Given instruction:
Pick out every line of the entries that contains the string "ladle", counting only matches with the same uppercase and lowercase letters.

═══ Records for the exercise ═══

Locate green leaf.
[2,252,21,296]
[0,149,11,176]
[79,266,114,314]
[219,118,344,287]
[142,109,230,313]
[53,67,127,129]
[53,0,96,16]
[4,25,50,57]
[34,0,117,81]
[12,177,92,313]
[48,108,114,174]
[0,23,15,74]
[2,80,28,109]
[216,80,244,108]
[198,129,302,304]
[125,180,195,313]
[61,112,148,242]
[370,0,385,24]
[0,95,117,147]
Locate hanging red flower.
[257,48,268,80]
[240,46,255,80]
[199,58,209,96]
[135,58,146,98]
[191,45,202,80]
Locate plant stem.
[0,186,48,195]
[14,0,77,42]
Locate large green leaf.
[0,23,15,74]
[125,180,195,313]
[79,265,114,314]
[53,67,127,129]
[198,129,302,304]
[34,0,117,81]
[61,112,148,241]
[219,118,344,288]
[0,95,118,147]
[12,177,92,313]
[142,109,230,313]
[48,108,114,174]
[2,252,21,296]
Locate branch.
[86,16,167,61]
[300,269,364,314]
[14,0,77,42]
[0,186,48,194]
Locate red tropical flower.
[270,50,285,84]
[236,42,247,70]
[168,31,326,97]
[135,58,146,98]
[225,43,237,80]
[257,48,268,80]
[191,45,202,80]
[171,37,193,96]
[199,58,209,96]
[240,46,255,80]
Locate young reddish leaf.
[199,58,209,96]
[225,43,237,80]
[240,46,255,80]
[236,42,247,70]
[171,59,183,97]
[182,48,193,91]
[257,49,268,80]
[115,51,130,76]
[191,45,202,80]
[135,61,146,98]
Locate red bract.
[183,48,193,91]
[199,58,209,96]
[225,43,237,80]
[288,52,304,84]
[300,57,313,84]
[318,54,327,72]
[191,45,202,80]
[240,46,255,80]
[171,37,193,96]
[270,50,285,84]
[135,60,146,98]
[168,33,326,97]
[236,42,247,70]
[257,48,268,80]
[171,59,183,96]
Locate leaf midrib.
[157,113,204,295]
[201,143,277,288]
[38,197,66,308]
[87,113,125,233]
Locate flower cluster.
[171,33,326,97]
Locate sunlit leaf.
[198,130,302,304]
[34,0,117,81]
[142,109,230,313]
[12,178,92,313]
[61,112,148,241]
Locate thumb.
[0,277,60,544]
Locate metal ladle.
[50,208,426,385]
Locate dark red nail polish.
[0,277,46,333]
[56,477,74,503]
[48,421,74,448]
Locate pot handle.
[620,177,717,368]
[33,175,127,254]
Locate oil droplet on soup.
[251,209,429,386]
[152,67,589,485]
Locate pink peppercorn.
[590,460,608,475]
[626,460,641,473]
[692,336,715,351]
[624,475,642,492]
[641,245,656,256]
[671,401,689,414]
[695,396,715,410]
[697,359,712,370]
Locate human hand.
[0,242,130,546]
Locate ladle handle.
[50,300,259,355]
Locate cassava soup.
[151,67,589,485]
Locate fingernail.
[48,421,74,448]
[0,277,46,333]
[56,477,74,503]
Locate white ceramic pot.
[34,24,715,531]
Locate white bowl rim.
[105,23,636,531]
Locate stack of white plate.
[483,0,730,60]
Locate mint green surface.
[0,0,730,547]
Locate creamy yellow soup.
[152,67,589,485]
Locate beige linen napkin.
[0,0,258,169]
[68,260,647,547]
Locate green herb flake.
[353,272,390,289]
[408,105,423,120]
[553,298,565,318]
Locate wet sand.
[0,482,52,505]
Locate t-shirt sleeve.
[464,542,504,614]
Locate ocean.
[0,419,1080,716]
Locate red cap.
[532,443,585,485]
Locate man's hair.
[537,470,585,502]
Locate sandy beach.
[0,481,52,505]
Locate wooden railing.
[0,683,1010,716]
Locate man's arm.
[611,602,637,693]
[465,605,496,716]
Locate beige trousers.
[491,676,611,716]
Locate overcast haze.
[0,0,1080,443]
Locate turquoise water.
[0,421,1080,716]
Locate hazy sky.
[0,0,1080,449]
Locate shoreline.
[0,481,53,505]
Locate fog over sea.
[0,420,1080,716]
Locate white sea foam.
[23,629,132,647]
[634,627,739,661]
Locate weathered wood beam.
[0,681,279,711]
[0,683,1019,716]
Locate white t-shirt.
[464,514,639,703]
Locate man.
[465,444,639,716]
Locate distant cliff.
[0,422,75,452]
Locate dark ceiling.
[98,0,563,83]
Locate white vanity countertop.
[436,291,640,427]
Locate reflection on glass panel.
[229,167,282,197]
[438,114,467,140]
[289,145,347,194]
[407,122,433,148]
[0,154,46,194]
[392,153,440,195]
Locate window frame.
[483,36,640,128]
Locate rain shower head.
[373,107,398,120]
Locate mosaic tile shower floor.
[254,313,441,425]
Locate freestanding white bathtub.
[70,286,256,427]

═══

Answer:
Locate metal ladle.
Locate ladle handle.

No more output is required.